Exercise directions — Set out exactly every line of the entries below, starting at the line that holds "Indicate the window" and stopping after the line that holds "x=496, y=189".
━━━
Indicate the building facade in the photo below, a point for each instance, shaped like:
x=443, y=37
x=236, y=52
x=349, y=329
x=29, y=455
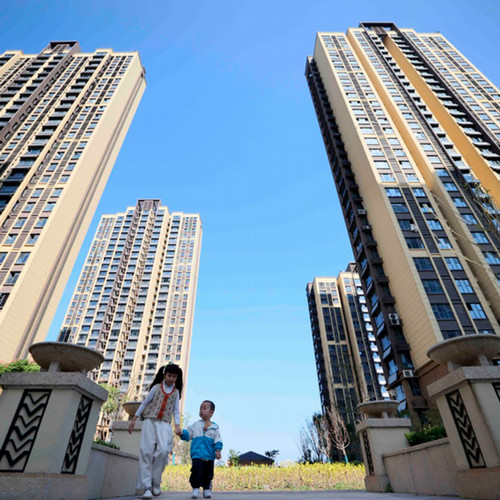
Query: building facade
x=348, y=364
x=412, y=131
x=135, y=297
x=63, y=117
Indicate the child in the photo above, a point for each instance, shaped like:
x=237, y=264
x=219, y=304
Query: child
x=206, y=446
x=160, y=405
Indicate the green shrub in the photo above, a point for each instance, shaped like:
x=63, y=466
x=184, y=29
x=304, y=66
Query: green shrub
x=426, y=434
x=106, y=443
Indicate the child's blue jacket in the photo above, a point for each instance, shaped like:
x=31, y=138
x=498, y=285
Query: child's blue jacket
x=203, y=442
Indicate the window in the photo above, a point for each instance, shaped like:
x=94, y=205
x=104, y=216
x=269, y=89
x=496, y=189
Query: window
x=399, y=207
x=423, y=263
x=12, y=278
x=434, y=224
x=393, y=192
x=381, y=164
x=414, y=242
x=464, y=286
x=442, y=311
x=492, y=257
x=469, y=219
x=453, y=263
x=432, y=286
x=23, y=257
x=405, y=224
x=443, y=243
x=387, y=177
x=459, y=202
x=9, y=240
x=480, y=237
x=476, y=311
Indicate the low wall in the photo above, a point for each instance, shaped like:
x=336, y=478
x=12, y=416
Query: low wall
x=425, y=469
x=111, y=473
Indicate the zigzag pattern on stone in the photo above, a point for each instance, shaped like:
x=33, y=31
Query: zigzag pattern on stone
x=465, y=430
x=21, y=436
x=368, y=453
x=496, y=388
x=75, y=441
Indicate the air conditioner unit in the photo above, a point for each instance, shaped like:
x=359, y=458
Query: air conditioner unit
x=394, y=319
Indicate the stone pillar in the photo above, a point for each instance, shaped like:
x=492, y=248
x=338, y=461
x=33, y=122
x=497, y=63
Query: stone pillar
x=380, y=433
x=468, y=399
x=48, y=423
x=128, y=443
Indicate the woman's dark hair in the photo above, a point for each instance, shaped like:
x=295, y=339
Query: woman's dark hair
x=210, y=403
x=170, y=368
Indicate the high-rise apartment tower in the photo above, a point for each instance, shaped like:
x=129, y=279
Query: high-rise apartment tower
x=347, y=358
x=134, y=301
x=63, y=117
x=412, y=131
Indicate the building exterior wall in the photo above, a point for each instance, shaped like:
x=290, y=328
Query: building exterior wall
x=412, y=135
x=134, y=301
x=63, y=117
x=347, y=359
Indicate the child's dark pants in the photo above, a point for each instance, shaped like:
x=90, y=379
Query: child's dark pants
x=202, y=473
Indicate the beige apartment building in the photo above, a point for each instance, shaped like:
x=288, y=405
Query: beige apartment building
x=348, y=363
x=63, y=117
x=412, y=133
x=135, y=297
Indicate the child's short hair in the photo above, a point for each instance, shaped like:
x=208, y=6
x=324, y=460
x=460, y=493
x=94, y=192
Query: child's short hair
x=211, y=403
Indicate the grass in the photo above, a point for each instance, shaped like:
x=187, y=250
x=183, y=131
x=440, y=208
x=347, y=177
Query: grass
x=335, y=476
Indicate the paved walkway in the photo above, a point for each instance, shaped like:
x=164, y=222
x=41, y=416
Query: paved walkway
x=294, y=495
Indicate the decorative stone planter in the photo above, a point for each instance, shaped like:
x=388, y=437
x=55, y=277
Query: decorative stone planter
x=467, y=399
x=469, y=350
x=384, y=408
x=48, y=423
x=62, y=357
x=130, y=408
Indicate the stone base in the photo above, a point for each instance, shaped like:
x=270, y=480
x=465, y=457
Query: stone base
x=41, y=486
x=376, y=484
x=479, y=483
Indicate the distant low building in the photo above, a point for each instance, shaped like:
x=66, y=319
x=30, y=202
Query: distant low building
x=252, y=458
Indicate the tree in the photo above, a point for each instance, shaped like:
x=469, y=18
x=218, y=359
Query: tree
x=338, y=435
x=323, y=434
x=21, y=365
x=309, y=443
x=272, y=454
x=234, y=458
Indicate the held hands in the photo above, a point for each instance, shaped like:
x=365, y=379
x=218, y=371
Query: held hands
x=131, y=425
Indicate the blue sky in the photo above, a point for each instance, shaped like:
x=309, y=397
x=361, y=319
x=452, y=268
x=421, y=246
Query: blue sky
x=226, y=128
━━━
Exercise result —
Indicate the window in the photo above, a point for each instance, shaped like:
x=94, y=205
x=104, y=216
x=269, y=89
x=496, y=189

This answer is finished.